EXCERPTED RECORDS Block Start

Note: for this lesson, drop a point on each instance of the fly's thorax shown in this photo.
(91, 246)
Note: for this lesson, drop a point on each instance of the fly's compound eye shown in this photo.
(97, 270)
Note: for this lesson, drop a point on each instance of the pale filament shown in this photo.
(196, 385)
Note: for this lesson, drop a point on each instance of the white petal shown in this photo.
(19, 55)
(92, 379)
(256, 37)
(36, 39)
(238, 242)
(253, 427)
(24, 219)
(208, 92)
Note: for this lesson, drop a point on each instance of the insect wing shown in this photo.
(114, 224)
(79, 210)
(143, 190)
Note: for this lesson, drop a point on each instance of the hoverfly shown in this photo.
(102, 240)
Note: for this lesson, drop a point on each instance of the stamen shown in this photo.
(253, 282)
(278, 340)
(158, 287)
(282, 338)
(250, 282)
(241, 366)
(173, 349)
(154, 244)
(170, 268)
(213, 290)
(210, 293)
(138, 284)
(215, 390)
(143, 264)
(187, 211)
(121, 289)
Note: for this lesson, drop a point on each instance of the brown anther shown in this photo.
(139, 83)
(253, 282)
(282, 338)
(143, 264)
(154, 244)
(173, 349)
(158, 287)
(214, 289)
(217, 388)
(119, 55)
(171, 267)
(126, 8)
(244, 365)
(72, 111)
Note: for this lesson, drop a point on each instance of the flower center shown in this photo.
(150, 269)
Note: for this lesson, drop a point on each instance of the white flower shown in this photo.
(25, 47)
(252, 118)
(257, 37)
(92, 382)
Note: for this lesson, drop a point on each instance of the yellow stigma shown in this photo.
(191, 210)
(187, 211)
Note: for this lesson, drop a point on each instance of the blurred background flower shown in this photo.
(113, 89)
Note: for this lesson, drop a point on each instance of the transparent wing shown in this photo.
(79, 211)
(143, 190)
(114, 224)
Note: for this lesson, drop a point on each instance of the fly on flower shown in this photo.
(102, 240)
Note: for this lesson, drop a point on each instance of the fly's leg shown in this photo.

EXCERPTED RECORDS Block End

## [WORK ITEM]
Reproduce the entries above in full, exactly as they read.

## [ANSWER]
Note: for this lesson, drop a point on each instance of the fly's thorax shown in this photo.
(91, 246)
Note: for this lesson, drop a point on each instance of the fly's compound eye shown in this photo.
(97, 270)
Note: for this lesson, drop a point on each instance of the pale filament shown in this photo.
(196, 385)
Note: for this lesson, drop a point on each instance of the white petal shown in this photo.
(19, 55)
(92, 379)
(256, 37)
(36, 39)
(238, 242)
(253, 427)
(24, 219)
(208, 92)
Note: for this lesson, drop a point on each instance of the insect wing shown in this photo.
(114, 224)
(79, 210)
(143, 190)
Note: for this lesson, drop a point on each instance of the hoverfly shown in this photo.
(102, 240)
Note: for this lesson, drop a point on each instance of the stamen shown in this photo.
(253, 282)
(278, 340)
(158, 287)
(282, 338)
(250, 282)
(241, 366)
(173, 349)
(154, 244)
(170, 268)
(213, 290)
(210, 293)
(138, 284)
(215, 390)
(143, 264)
(187, 211)
(121, 289)
Note: for this lesson, drop a point on each instance of the brown anther shown in this photo.
(139, 83)
(253, 282)
(282, 338)
(143, 264)
(154, 244)
(173, 349)
(158, 287)
(214, 289)
(217, 388)
(119, 55)
(171, 267)
(126, 8)
(244, 365)
(72, 111)
Note: for this lesson, drop a point on each instance of the flower center shown in this photo.
(150, 269)
Note: for this lesson, drop a point on each instance of the white flower shown in this photo.
(25, 47)
(252, 118)
(257, 37)
(92, 382)
Note: for this lesson, drop a point on each instance of the yellow stigma shown in this photo.
(191, 210)
(187, 211)
Note: for this lesson, drop a point on each instance of the blurred background flower shown in this photo.
(113, 89)
Note: for this lesson, drop a point on each instance of the transparent wing shown in this photo.
(79, 211)
(143, 190)
(114, 224)
Note: for this lesson, drop a point on each instance of the fly on flower shown in this photo.
(102, 240)
Note: for this lesson, drop a point on each instance of the fly's leg shown in this photo.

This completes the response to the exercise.